• DESCRIPTION OF THE TASK: Go through the records line by line. Report how many lines contain "below", with nothing else.

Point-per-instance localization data

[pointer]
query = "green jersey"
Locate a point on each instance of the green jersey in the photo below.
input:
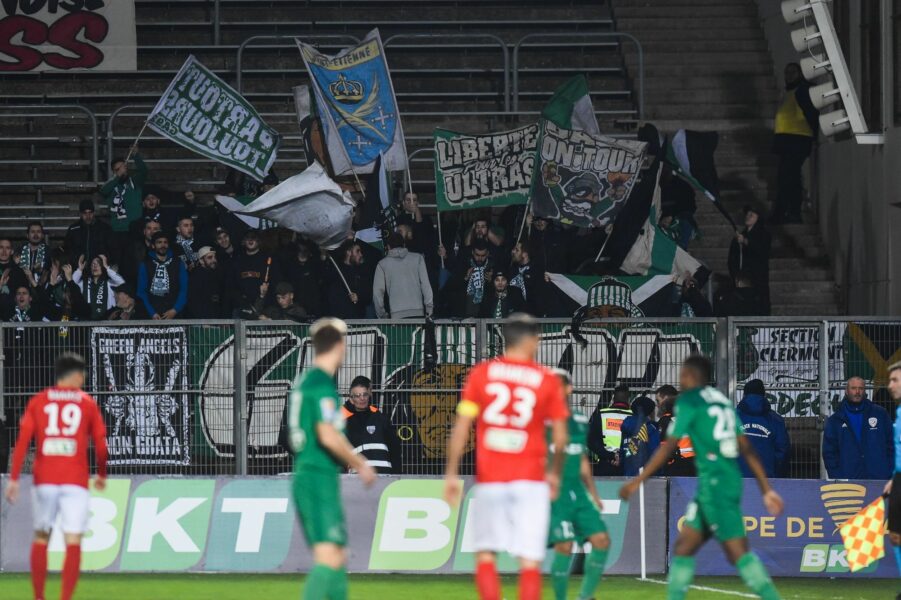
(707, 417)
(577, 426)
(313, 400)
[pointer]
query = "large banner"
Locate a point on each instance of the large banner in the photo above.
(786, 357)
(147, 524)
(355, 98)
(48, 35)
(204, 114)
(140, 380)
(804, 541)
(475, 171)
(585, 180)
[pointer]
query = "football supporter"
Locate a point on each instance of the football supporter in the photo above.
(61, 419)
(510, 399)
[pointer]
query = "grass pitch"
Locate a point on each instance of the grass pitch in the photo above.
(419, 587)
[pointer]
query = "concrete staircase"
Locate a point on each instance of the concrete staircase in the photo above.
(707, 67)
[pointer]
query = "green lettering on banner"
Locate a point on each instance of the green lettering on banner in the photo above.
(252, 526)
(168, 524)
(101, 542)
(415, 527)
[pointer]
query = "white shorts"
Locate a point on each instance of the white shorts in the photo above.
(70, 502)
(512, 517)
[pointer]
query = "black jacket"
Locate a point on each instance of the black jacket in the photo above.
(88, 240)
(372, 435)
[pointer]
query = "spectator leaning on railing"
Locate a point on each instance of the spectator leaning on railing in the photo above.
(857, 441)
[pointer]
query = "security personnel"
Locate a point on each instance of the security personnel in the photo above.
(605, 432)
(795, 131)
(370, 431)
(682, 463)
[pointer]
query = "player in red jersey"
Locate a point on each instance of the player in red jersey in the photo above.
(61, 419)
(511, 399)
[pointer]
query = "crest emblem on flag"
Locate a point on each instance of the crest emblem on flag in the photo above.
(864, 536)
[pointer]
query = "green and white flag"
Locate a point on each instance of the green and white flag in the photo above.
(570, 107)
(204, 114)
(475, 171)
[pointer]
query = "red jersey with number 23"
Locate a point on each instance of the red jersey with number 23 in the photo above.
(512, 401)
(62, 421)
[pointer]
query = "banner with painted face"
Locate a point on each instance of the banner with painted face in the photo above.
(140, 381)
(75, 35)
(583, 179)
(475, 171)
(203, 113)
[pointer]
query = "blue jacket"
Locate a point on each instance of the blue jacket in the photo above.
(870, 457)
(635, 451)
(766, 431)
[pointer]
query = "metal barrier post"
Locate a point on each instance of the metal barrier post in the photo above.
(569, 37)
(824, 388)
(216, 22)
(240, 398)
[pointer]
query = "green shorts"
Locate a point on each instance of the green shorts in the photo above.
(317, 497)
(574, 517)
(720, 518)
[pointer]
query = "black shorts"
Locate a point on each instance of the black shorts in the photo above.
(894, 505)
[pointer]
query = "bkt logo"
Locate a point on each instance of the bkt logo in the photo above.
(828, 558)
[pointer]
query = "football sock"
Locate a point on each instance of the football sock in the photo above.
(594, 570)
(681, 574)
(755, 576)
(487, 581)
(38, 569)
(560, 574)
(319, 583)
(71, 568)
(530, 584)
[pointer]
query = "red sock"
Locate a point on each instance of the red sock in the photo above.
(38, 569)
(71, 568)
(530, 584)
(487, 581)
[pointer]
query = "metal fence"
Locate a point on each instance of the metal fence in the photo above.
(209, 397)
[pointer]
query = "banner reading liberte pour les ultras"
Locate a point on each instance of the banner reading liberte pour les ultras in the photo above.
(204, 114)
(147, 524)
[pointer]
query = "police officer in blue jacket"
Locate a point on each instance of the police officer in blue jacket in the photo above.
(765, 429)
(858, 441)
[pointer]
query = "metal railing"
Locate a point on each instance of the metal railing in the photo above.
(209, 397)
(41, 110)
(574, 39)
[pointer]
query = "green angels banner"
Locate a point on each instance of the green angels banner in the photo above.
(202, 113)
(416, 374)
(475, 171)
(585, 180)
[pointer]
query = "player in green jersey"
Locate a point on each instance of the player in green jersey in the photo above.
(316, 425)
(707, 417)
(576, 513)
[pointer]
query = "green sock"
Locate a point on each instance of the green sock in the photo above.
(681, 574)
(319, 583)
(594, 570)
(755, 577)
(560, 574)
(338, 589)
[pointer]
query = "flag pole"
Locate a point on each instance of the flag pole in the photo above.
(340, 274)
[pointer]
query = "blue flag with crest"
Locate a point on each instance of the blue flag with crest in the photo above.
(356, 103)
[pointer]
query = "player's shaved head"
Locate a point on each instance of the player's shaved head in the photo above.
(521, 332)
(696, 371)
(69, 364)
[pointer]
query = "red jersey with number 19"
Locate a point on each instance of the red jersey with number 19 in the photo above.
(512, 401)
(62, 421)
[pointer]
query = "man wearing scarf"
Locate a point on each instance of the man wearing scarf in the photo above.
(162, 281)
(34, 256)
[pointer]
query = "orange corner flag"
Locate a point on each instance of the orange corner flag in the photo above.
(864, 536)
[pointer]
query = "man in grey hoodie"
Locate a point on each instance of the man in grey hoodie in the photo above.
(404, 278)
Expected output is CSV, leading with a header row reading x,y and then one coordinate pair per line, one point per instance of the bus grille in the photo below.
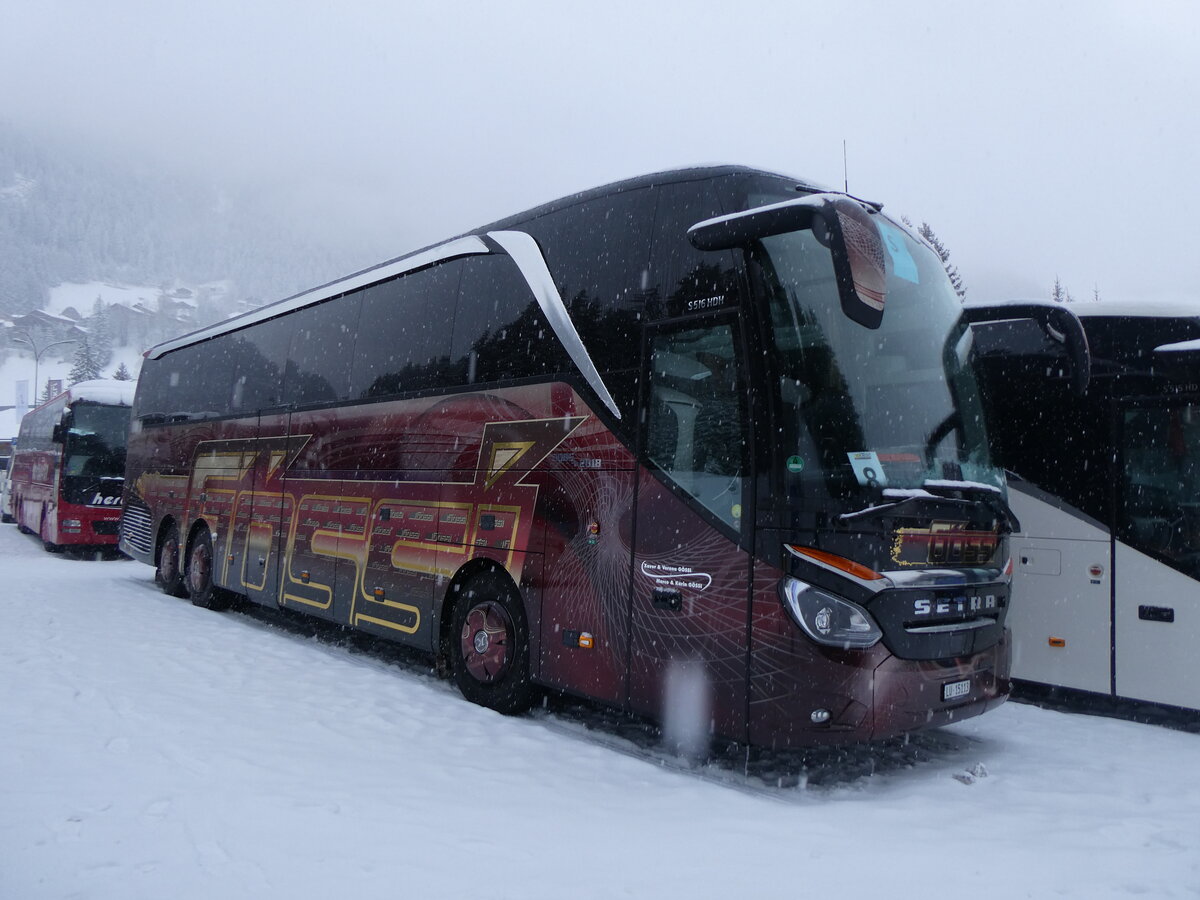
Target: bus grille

==

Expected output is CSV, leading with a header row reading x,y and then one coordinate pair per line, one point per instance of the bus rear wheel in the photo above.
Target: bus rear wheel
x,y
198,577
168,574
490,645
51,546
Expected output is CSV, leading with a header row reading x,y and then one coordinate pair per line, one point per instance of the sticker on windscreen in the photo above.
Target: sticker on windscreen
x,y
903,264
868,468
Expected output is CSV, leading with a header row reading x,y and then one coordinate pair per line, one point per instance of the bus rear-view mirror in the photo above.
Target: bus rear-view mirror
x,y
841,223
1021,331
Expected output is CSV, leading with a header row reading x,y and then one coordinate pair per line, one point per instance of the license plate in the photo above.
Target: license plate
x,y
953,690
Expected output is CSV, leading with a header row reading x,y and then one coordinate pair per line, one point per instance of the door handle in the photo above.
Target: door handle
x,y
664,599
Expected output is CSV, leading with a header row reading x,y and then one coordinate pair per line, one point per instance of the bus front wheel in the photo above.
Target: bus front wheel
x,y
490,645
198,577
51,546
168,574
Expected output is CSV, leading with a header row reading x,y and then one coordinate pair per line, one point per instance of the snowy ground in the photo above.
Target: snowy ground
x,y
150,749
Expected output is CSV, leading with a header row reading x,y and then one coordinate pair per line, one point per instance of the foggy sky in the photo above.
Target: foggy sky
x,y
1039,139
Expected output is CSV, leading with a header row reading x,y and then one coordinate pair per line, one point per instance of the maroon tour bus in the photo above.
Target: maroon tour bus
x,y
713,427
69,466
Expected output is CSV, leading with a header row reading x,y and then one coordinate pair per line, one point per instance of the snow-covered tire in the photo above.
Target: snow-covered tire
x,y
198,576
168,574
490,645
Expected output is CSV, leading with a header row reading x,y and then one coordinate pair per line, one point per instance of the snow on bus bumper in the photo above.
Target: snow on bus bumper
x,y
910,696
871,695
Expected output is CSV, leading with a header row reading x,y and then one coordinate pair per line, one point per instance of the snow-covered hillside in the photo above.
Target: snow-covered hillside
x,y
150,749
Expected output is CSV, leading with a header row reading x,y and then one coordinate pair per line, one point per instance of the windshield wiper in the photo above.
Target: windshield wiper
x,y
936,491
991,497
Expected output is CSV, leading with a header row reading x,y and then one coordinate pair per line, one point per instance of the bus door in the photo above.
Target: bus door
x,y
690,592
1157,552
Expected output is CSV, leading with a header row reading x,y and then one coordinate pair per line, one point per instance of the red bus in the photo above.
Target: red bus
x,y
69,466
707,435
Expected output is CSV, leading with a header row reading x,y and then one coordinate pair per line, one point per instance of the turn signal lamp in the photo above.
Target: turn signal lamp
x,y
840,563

• SOLVED EXERCISE: 2